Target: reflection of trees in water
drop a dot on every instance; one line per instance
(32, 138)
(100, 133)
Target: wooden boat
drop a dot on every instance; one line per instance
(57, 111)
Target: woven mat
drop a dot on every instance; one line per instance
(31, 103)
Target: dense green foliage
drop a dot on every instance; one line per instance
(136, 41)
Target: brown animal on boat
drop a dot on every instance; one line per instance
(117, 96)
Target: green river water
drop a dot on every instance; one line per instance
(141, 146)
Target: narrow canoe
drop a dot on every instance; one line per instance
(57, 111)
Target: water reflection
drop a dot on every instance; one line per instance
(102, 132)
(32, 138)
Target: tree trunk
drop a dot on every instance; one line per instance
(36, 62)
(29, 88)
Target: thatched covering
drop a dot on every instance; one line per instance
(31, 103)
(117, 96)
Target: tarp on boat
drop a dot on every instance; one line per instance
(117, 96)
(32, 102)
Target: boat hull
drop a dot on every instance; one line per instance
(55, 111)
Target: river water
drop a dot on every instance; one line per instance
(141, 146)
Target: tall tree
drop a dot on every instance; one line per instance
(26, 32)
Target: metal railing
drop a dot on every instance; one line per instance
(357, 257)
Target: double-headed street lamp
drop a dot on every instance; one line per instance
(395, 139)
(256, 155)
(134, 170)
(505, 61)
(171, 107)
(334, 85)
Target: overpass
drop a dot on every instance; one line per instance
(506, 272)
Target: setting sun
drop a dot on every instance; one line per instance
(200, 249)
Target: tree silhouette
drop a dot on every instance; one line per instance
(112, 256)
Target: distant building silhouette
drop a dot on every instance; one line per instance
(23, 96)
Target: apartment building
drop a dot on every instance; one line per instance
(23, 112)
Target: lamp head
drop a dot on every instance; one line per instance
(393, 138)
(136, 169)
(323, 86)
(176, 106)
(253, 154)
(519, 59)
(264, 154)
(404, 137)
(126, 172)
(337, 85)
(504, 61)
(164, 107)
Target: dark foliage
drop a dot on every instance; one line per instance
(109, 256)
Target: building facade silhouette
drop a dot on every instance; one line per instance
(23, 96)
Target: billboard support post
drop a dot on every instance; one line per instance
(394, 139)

**YOUR TASK**
Begin at the first line of the material and transcribe each line exactly. End with the line containing "Target: woven mat", and give nothing else.

**ANSWER BOX**
Target: reflection of trees in water
drop a dot on every instance; one line per instance
(32, 138)
(100, 133)
Target: wooden boat
drop a dot on every instance; one line per instance
(57, 111)
Target: woven mat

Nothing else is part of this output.